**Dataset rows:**
-------

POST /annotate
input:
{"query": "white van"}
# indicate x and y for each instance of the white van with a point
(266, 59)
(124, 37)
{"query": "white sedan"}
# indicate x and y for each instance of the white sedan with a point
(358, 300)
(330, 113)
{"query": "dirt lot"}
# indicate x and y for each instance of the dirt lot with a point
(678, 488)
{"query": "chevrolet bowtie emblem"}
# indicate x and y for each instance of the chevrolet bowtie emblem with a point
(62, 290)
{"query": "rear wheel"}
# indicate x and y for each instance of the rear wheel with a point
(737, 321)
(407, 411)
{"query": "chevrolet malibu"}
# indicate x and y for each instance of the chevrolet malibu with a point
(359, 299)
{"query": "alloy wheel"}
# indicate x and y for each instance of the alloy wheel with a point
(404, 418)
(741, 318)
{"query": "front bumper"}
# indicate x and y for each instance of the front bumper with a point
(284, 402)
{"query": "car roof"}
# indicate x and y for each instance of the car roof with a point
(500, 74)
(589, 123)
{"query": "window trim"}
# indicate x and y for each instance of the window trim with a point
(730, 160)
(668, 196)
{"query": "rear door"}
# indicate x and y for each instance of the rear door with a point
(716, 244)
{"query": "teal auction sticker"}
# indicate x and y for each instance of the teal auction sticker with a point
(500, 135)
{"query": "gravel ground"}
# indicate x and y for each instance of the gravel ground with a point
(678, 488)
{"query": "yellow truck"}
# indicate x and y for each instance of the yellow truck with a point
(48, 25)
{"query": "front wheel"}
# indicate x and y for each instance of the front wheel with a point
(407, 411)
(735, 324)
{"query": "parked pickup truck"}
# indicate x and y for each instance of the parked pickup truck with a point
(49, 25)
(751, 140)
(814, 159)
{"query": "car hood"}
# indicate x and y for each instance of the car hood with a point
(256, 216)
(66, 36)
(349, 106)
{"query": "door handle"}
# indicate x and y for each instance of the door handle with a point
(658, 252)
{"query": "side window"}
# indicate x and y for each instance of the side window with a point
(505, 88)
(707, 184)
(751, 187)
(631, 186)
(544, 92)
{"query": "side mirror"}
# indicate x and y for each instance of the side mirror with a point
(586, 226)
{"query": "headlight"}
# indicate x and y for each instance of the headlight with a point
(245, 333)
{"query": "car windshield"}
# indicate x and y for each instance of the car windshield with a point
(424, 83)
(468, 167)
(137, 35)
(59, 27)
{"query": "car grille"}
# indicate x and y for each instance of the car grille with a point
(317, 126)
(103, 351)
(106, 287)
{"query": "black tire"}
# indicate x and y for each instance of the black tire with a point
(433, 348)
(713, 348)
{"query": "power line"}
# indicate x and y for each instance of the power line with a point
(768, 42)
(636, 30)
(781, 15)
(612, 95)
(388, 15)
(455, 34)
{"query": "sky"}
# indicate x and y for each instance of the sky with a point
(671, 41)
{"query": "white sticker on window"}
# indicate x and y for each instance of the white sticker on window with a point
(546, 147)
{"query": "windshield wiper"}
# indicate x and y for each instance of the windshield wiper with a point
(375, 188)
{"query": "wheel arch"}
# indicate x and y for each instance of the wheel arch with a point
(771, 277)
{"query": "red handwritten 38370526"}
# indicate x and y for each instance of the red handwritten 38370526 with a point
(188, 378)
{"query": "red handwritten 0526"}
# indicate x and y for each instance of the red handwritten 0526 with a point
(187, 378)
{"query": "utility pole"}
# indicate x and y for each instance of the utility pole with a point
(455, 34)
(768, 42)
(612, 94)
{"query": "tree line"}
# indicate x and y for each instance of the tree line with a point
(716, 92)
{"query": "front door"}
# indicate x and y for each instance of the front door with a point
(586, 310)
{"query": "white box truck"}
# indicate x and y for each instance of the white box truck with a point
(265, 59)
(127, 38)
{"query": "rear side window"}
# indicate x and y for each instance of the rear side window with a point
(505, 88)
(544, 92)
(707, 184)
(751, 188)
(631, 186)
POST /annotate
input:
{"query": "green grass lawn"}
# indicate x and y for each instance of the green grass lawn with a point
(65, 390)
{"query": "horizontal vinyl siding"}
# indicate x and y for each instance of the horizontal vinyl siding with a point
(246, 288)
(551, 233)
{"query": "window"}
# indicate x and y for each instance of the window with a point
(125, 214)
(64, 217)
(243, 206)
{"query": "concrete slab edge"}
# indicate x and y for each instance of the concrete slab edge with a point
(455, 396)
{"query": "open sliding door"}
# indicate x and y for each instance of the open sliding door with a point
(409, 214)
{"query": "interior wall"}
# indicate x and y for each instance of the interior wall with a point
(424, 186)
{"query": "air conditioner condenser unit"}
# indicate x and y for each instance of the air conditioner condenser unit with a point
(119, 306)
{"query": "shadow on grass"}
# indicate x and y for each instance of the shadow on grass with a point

-------

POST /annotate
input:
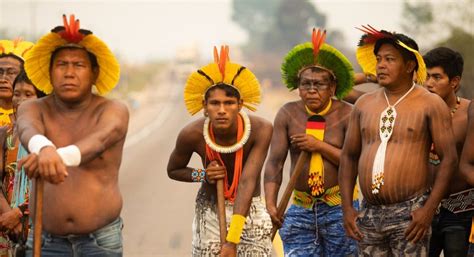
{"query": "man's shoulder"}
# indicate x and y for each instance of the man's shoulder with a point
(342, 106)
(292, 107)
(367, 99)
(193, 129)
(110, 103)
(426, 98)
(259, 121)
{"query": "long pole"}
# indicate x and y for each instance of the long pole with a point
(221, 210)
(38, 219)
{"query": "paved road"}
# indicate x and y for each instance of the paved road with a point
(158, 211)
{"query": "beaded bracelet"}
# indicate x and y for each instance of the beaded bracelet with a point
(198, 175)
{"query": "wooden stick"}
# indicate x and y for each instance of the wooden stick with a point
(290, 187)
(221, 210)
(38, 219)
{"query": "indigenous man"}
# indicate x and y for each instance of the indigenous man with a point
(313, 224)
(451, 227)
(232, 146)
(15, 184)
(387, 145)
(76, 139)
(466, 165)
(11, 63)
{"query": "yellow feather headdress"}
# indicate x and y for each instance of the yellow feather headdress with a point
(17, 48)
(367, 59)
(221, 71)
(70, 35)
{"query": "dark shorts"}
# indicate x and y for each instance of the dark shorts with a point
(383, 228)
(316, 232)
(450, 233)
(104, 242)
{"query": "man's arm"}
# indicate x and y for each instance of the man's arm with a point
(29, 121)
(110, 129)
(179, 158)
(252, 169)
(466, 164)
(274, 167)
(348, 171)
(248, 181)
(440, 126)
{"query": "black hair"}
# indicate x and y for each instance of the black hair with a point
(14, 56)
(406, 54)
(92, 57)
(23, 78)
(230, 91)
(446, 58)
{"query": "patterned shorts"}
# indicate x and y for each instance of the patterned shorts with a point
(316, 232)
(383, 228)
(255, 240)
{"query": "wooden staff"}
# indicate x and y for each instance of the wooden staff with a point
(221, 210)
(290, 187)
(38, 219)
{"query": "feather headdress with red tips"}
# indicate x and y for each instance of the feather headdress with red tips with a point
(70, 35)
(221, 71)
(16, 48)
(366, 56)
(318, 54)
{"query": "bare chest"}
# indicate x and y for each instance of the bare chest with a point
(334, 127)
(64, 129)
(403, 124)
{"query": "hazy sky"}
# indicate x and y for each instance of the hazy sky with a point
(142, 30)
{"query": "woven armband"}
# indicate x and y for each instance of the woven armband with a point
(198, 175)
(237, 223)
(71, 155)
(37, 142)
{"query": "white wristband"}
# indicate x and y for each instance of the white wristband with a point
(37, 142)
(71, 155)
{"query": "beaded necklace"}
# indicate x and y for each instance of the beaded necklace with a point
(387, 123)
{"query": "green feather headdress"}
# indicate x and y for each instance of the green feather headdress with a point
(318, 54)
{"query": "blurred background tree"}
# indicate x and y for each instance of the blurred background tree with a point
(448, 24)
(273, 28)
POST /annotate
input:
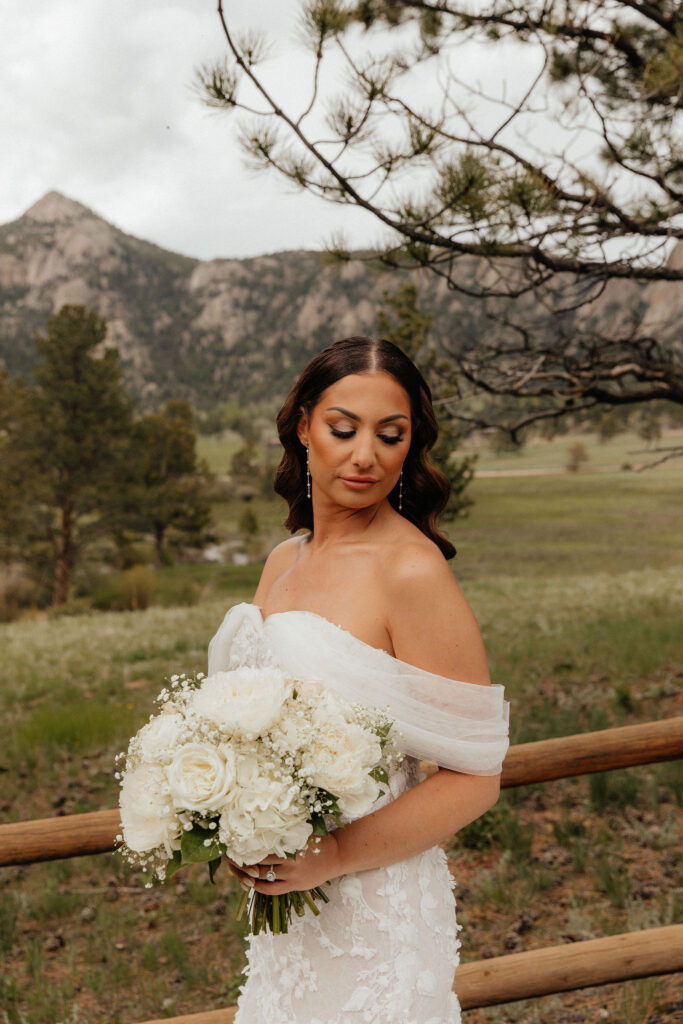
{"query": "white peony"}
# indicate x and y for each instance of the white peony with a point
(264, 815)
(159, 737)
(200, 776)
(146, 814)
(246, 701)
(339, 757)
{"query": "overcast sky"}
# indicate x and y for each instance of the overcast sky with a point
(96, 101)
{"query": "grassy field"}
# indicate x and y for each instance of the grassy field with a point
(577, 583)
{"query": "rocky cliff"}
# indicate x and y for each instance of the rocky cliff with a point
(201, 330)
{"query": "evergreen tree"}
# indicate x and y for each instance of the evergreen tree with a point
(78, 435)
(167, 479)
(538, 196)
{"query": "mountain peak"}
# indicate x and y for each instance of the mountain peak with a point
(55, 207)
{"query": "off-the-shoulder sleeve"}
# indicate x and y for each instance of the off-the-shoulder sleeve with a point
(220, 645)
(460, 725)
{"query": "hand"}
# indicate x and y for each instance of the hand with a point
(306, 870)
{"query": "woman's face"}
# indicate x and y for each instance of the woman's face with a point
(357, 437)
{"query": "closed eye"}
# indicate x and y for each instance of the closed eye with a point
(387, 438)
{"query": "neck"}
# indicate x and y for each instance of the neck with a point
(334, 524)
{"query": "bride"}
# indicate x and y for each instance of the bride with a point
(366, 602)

-------

**WORK REQUIRED:**
Gather every line of the records above that contains the string "arch", treating uppercase and lowercase as different.

**REPLY:**
{"query": "wheel arch"}
# indicate x and y for each instance of the wheel arch with a point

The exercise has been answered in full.